- [Source text]
• • • • • • •
Roman Falernian Wine, “The Toast of Ancient Poets and Senators”

 

“…the only wine that takes flight when a flame is applied to it.”   

Pliny the Elder

pliny

The year is 115 AD, with Imperial Rome at the height of its power. The Commissatio is just beginning. Banquets were commonly hosted by an upper  class couple in their villa, with several guests invited to partake of delectable feasting and conversation. Let me explain the commissatio as a cheerful game of toasts, after the banquet, which goes on late into the evening with almost everyone …….drunk!   There is a whole cast of wines available, from cheap to vile, which would come from Vatican Hill or Marseille. But, a high-class commissatio offered the most excellent wine to be had; Falerno, wine of the gods, produced in northern Campania, the region of Naples. Wine was poured into a krater, and goblets dipped into it to be hastily consumed in one gulp as part of a game. Pliny the Elder and Horace raved about this particular wine as supremo above all others. They lifted Falerno into a legendary status.

As legend goes, Falernus, an old Roman farmer, was visited by Bacchus on his humble farm on his mountain. Falernus prepared him a simple meal, and in gratitude Bacchus filled all the cups at the table with wine. When Falernus awoke the next morning, Bacchus had vanished. He looked over his land and saw that his entire mountain, Mt. Falernus, was covered with vines.

Bacchus
Bacchus

Falerno was grown in three vineyards on the slopes of Mt. Falernus, or Mt. Mossico (on the border between Latium and Campania). Today the area encompasses the Falerno del Massico DOC, where the primary grapes grown are Falanghina, Aglianico and Piedirosso.
• • • • • • •
- [What you will do]
1/ Repeat word for word the part of the Falernian wine text that opens with the words containing "As legend goes, Falernus, an" and closes with "Aglianico and Piedirosso.".
2/ In the Falernian wine text, which grapes are the primary ones grown in the Falerno del Massico DOC today?
• • • • • • •
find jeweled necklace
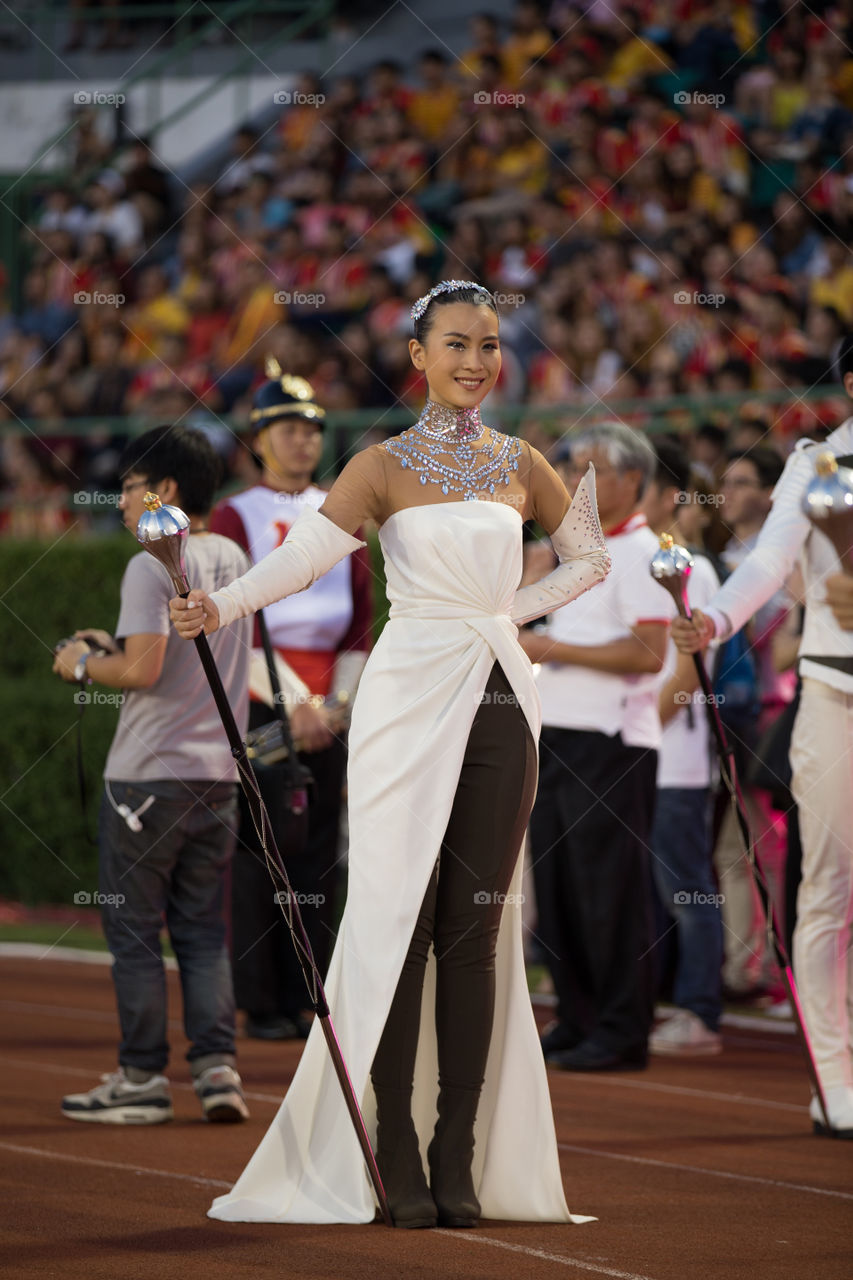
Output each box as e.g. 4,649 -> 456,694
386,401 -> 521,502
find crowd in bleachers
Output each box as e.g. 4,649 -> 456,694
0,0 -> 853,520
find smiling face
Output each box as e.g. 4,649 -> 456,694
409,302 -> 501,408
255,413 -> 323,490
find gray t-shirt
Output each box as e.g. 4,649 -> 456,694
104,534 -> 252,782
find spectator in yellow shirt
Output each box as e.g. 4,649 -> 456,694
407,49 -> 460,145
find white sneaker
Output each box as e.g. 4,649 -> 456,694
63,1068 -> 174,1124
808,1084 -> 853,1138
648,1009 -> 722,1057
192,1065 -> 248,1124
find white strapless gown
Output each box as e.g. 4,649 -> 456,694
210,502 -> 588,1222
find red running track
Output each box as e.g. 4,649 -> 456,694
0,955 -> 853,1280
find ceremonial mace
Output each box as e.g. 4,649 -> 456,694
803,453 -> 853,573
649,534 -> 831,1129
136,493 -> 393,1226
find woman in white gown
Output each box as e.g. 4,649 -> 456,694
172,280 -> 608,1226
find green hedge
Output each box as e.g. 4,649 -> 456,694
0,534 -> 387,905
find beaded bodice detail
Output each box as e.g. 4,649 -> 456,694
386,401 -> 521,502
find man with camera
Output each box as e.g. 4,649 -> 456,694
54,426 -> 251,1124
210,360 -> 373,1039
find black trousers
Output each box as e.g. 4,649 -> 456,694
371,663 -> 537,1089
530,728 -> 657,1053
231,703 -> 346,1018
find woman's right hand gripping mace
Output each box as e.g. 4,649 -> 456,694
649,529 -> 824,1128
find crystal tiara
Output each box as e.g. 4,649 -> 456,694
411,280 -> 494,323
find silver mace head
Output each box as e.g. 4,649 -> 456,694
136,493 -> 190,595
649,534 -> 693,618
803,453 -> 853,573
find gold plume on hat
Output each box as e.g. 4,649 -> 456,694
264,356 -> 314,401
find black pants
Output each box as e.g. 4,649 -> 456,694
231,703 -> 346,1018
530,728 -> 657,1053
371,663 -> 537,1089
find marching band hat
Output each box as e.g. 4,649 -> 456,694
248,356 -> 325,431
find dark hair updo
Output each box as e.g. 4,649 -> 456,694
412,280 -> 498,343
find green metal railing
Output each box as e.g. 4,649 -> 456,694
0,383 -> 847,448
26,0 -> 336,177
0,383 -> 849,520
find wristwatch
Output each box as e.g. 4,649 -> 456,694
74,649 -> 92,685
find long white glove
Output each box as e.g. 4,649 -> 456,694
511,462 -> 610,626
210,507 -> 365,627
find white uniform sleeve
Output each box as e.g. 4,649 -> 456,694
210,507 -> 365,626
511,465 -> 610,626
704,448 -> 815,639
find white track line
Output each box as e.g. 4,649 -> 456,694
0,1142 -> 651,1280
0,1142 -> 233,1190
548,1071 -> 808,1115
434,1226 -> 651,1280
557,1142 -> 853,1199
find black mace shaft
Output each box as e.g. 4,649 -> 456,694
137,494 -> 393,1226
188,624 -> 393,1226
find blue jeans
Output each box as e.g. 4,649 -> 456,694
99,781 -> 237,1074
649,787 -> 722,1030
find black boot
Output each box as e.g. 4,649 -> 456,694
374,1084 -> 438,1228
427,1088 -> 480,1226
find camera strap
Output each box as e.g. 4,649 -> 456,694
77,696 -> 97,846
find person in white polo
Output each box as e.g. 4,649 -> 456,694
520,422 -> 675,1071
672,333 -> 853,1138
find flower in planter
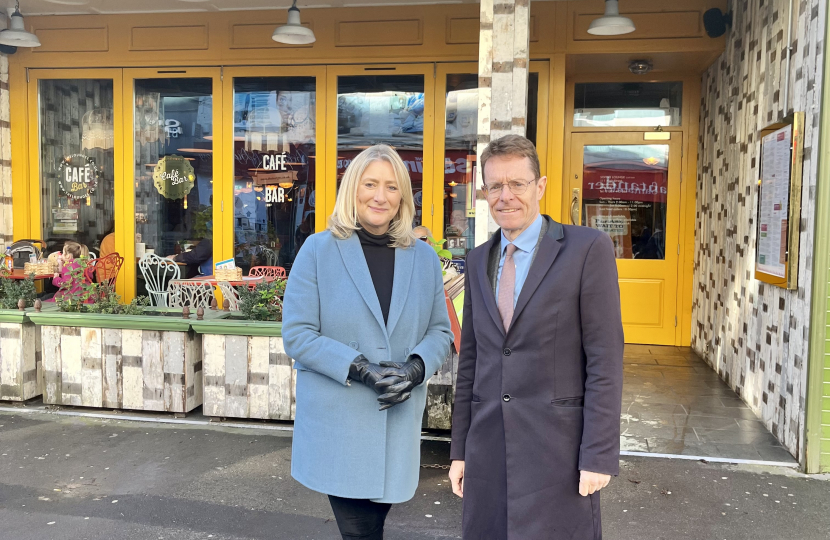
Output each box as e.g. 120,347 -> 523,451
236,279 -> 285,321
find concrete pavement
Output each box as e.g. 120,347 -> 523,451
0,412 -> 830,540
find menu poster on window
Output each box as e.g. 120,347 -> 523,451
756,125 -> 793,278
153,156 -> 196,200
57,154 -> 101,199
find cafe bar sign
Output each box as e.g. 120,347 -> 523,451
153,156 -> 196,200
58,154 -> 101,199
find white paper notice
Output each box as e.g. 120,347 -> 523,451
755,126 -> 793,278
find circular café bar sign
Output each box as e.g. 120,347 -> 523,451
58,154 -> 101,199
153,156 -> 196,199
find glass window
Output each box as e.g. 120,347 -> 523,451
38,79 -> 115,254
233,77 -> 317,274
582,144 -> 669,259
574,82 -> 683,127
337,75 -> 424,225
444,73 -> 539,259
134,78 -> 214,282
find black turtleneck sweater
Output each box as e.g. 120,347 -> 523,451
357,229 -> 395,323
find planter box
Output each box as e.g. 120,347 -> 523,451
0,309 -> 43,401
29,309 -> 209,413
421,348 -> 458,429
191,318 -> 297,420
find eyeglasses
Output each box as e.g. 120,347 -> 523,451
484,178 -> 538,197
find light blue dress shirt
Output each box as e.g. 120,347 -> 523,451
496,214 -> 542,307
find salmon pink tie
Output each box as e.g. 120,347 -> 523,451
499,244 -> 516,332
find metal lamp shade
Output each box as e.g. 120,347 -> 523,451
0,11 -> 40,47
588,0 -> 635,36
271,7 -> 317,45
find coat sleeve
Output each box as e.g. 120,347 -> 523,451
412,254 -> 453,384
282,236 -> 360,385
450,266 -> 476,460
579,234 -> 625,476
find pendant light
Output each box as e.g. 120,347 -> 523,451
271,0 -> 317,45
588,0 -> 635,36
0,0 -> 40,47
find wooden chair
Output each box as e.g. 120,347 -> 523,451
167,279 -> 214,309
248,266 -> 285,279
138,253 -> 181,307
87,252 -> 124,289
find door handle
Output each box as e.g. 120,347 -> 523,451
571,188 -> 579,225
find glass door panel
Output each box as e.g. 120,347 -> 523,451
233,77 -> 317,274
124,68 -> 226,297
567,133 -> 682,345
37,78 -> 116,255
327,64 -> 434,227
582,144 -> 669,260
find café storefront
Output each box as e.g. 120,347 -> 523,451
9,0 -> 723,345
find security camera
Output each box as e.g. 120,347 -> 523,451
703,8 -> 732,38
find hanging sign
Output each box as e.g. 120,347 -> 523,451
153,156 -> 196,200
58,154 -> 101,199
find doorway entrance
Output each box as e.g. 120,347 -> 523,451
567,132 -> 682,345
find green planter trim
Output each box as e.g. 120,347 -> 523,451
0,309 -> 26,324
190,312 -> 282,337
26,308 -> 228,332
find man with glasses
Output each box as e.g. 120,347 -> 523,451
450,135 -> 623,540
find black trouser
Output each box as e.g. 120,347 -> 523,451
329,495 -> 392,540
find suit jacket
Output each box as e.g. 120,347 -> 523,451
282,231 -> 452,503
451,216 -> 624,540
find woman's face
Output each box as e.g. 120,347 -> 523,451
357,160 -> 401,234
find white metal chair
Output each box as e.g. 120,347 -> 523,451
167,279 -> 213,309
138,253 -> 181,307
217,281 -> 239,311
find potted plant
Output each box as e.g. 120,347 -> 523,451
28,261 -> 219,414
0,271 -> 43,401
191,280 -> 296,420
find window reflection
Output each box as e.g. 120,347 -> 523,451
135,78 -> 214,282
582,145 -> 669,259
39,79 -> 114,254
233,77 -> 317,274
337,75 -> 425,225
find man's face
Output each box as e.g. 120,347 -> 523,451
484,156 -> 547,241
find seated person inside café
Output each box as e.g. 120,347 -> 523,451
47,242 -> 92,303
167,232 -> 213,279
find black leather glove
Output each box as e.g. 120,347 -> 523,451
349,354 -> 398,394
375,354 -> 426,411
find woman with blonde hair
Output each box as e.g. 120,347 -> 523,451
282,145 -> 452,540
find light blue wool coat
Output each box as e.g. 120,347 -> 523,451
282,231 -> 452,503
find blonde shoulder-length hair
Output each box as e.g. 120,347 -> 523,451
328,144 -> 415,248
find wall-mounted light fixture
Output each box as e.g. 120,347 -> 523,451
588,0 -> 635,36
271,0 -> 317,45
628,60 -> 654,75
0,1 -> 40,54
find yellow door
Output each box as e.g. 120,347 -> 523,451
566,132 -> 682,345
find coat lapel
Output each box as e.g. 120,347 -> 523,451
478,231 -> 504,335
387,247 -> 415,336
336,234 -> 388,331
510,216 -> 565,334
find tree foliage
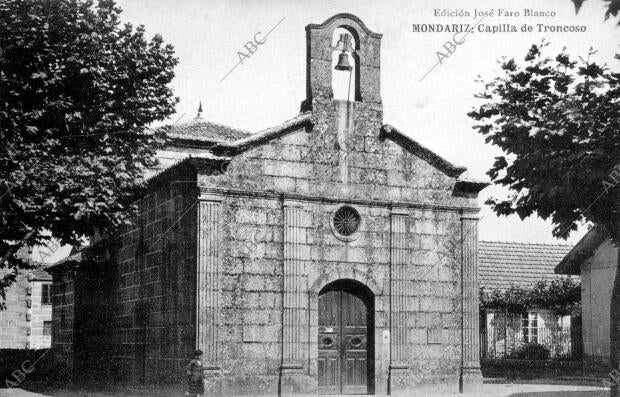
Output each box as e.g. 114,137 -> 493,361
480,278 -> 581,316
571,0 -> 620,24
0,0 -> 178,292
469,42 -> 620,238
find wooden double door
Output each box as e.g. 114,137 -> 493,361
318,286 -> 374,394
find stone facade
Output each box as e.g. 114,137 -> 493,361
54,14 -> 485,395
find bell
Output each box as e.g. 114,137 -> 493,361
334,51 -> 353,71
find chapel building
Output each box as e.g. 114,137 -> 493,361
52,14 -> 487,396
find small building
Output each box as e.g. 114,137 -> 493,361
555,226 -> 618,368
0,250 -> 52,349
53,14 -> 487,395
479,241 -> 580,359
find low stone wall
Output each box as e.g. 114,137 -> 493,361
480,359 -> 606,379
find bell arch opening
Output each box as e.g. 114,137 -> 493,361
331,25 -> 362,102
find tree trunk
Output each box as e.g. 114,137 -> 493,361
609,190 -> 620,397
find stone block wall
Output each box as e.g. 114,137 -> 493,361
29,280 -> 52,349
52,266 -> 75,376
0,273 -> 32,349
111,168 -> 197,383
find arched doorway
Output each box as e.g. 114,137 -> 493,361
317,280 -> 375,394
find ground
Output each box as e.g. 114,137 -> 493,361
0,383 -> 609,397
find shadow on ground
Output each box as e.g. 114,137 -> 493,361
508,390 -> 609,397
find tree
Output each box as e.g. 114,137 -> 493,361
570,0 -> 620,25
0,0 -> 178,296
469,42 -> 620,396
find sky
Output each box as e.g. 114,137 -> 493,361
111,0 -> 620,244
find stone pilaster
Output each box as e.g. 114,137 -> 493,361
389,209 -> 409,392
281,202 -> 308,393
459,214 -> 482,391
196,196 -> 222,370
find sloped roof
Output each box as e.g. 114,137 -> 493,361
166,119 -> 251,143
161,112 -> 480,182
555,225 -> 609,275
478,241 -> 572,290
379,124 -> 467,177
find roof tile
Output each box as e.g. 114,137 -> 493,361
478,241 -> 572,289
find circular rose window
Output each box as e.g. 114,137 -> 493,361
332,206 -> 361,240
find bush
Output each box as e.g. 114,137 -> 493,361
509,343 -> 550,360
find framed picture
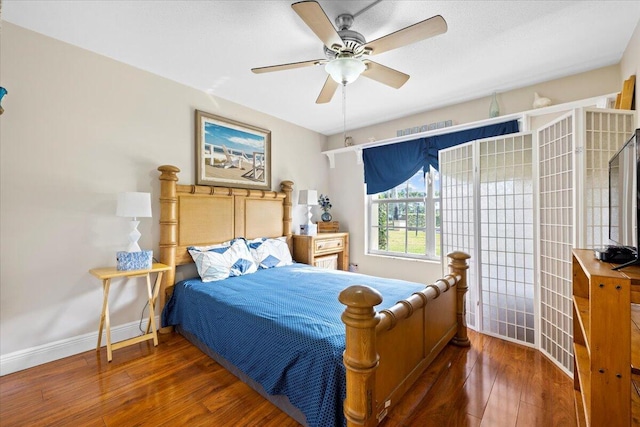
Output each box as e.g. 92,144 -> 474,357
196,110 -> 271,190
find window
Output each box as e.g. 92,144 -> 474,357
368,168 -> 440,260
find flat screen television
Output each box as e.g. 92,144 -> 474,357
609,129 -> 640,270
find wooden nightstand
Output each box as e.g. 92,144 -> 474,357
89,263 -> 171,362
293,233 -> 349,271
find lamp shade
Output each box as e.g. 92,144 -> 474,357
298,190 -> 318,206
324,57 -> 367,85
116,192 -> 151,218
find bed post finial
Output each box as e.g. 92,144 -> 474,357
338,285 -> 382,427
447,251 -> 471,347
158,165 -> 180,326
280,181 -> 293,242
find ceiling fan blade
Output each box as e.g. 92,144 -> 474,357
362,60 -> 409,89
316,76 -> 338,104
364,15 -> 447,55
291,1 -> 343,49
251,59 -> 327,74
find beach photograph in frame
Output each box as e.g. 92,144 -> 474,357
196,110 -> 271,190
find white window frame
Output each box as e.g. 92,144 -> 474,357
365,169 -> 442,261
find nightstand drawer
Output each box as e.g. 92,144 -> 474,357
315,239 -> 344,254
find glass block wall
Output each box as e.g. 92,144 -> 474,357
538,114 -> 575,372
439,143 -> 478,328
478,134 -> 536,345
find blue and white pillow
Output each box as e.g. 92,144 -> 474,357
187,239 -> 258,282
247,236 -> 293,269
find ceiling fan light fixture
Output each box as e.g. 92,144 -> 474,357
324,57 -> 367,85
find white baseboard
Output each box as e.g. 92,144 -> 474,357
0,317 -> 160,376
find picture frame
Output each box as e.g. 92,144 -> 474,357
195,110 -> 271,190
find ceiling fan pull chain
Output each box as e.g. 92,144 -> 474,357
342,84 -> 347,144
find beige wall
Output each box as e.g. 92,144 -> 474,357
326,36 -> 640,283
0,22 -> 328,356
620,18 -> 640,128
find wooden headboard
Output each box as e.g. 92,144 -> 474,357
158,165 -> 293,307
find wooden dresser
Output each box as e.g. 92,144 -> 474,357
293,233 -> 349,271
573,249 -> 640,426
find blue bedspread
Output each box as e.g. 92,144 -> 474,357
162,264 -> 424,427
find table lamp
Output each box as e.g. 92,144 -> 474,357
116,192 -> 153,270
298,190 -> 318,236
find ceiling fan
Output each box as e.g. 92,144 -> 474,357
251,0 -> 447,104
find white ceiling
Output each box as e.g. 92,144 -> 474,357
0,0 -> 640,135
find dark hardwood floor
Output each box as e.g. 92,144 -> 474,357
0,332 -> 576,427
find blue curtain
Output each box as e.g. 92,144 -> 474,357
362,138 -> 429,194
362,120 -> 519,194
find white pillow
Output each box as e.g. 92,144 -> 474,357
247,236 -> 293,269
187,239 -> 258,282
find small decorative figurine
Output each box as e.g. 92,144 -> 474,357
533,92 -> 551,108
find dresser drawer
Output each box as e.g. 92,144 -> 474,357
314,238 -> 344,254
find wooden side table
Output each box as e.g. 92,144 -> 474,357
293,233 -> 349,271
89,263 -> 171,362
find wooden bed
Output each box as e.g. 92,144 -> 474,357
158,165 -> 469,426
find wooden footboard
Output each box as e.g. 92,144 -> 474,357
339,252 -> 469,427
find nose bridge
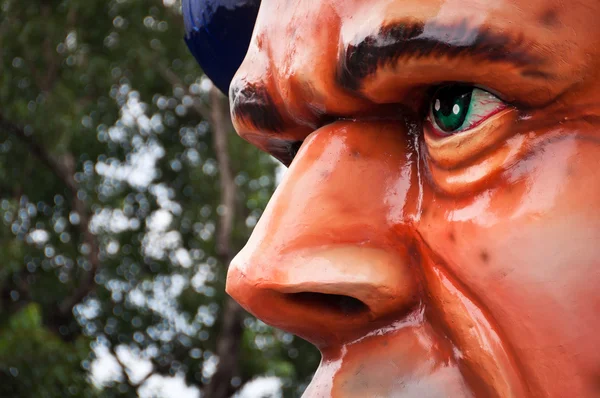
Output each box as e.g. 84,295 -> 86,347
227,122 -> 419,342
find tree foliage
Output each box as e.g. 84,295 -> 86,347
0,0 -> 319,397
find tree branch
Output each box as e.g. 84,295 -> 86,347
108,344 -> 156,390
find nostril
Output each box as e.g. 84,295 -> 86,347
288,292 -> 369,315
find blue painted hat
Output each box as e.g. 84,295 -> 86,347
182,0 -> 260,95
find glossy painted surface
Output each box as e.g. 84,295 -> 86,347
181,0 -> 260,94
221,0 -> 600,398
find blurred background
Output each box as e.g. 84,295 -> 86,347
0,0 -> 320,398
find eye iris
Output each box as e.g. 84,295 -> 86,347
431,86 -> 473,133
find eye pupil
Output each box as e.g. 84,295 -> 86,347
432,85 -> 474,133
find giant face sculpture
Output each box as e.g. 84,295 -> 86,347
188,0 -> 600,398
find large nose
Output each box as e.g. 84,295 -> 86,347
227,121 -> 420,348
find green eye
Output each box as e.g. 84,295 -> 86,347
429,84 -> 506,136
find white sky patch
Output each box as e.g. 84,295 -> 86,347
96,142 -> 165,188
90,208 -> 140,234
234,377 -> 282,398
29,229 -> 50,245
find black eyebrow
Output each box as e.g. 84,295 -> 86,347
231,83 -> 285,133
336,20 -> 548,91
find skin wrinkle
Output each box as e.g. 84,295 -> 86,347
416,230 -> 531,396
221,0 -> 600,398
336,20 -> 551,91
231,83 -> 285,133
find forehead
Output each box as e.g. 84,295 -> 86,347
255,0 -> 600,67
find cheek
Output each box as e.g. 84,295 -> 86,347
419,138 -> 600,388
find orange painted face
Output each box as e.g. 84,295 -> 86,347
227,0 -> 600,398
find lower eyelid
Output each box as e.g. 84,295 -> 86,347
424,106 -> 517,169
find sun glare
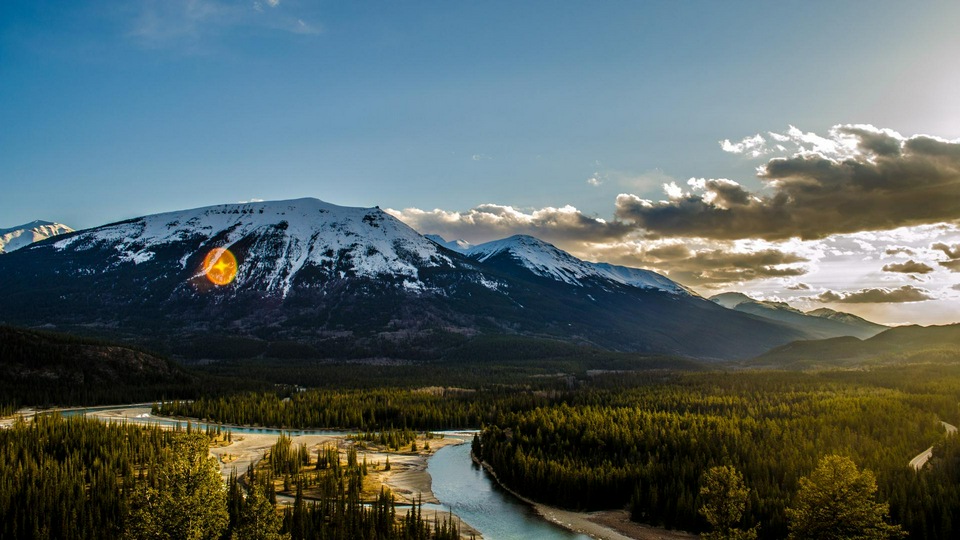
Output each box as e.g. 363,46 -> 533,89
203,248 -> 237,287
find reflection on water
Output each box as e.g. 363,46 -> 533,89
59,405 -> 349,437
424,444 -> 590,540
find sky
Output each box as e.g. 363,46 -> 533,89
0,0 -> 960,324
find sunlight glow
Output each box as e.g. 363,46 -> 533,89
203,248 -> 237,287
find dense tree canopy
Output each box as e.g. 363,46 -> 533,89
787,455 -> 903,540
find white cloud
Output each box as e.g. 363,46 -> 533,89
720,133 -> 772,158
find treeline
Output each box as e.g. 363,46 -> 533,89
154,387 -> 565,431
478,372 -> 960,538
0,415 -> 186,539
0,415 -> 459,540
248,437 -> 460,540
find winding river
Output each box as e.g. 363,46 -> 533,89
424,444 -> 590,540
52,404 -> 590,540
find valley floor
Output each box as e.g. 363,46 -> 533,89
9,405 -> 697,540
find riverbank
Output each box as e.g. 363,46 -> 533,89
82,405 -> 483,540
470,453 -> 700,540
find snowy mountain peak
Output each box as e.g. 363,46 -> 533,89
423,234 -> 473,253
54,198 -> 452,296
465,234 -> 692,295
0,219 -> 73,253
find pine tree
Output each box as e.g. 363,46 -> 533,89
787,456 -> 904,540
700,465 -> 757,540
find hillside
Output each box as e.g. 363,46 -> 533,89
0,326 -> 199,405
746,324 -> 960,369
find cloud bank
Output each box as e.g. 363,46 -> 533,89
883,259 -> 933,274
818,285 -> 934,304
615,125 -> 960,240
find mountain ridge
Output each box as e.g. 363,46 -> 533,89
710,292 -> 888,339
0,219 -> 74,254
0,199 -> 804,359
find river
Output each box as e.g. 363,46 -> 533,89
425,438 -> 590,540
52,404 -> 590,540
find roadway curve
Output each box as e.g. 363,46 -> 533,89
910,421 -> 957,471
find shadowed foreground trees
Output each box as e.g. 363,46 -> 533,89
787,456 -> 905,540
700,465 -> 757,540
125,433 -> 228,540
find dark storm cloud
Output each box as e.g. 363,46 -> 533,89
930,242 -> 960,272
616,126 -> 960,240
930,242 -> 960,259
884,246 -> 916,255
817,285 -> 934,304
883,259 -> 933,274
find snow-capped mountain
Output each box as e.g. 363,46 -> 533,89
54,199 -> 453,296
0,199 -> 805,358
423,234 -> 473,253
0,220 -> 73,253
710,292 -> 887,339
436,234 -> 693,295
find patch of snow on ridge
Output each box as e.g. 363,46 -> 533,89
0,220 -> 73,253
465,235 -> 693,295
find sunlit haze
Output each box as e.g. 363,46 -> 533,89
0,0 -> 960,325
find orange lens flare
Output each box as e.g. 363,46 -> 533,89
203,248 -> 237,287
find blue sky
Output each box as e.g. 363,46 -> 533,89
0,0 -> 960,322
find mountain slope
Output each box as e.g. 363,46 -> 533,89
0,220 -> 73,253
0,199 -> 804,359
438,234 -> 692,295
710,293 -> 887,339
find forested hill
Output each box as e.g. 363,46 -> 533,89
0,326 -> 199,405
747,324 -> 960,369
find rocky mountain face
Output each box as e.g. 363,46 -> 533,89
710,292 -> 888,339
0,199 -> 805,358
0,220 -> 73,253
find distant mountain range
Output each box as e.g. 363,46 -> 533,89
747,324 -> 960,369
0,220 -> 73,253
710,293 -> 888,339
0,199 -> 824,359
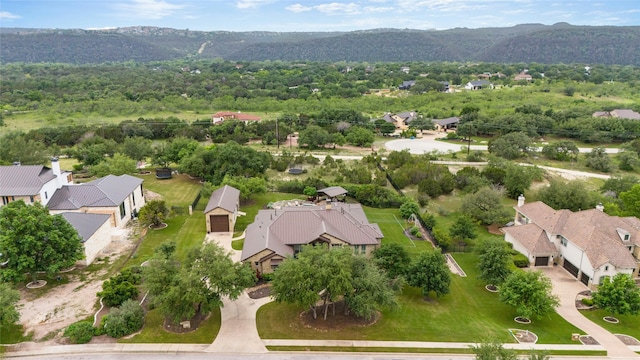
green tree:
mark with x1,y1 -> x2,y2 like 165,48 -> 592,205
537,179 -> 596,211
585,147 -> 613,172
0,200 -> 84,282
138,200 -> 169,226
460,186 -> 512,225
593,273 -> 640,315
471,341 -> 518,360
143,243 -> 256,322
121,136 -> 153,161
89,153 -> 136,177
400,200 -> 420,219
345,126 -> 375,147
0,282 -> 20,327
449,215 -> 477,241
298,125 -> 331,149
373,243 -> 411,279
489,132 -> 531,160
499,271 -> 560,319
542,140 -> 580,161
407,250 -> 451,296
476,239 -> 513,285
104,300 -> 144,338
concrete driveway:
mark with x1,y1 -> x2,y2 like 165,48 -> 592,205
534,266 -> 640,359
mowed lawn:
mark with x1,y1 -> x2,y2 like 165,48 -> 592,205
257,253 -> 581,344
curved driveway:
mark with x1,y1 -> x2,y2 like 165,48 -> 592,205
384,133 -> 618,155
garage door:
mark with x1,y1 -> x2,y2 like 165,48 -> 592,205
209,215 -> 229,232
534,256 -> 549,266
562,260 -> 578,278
• • • • • • •
- [Answers by task]
1/
As legend goes, Falernus, an old Roman farmer, was visited by Bacchus on his humble farm on his mountain. Falernus prepared him a simple meal, and in gratitude Bacchus filled all the cups at the table with wine. When Falernus awoke the next morning, Bacchus had vanished. He looked over his land and saw that his entire mountain, Mt. Falernus, was covered with vines.

Bacchus
Bacchus

Falerno was grown in three vineyards on the slopes of Mt. Falernus, or Mt. Mossico (on the border between Latium and Campania). Today the area encompasses the Falerno del Massico DOC, where the primary grapes grown are Falanghina, Aglianico and Piedirosso.

2/ Falanghina, Aglianico and Piedirosso.